> No one on the board or the executive staff was trying to be stupid. But to save $10,000 or so, they unintentionally launched an exodus of their best engineers.
Maybe the insight here is "keep your engineers happy, it's important". But I believe there is more to it on this story. The engineers heard "we could give you soda when we were small, now we're big, we cannot give you soda" and, to the rational mind, that makes no sense.
Maybe they left because they were sitting on a precarious equilibrium and the free sodas tilted the balances. But I think it was also that the engineers saw the sign on the wall, and thought "this guys have lost their collective corporate mind, let's bail before they have any more bright ideas".
I think there’s something a bit deeper going on, and it’s implied in the post. Small companies (on the whole) are more fun than big ones for a certain kind of person. At a small co. you get to wear a lot of hats and have a much more holistic feel for the business. As the business grows, you get more specialized, and restricted. Some people, and I am one, get bored and frustrated in that sort of environment. Things getting more “corporate” is a signal that transition is happening, so the people who don’t like that kind of environment leave. Some companies handle the transition better than others.
_ _ _
Short exercise 1
In the excerpt about engineers leaving a company, how much money did the board and executive staff hope to save?
Short exercise 2
Please pick out every line in the records that contains the word "base". Case counts.
_ _ _
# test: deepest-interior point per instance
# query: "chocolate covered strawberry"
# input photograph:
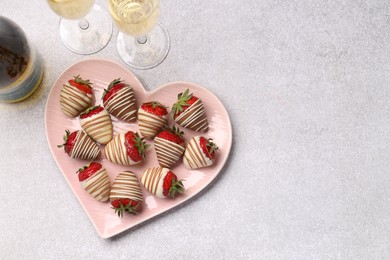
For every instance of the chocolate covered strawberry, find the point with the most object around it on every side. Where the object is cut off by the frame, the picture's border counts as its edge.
(161, 182)
(126, 194)
(96, 122)
(152, 116)
(76, 96)
(200, 152)
(79, 145)
(126, 149)
(188, 111)
(169, 146)
(119, 100)
(94, 179)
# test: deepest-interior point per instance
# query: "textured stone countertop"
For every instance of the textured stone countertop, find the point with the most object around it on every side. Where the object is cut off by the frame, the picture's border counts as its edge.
(306, 85)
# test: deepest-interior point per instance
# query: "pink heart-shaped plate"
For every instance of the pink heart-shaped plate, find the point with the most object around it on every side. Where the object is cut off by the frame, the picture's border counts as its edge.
(101, 72)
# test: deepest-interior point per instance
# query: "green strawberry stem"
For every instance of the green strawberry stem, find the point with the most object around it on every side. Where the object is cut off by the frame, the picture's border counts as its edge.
(182, 99)
(176, 187)
(125, 208)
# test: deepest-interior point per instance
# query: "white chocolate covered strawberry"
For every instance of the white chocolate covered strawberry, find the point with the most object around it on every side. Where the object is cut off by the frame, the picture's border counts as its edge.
(119, 100)
(200, 152)
(126, 194)
(152, 116)
(79, 145)
(96, 122)
(126, 149)
(188, 111)
(161, 182)
(76, 96)
(94, 179)
(169, 146)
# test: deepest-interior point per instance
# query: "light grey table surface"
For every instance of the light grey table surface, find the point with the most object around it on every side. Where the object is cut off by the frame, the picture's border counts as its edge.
(306, 84)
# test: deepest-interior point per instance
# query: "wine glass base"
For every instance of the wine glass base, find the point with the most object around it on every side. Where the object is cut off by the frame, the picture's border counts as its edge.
(144, 55)
(87, 38)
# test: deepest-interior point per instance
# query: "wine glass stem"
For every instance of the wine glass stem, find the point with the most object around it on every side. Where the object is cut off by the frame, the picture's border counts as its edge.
(84, 24)
(142, 39)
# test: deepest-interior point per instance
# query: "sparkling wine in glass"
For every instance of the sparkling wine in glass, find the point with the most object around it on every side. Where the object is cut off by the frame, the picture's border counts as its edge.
(85, 27)
(142, 43)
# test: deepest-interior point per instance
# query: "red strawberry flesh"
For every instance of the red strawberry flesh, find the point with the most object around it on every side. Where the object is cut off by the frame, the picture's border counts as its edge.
(70, 142)
(113, 91)
(155, 108)
(168, 135)
(205, 149)
(117, 203)
(132, 150)
(89, 170)
(92, 111)
(167, 183)
(81, 84)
_ _ _
Expected output 1
$10,000 or so.

Expected output 2
# query: "wine glass base"
For every instance of the wine glass base, find the point with the most object around it on every side. Where the object is cut off by the frame, the picture's border counts as its edge.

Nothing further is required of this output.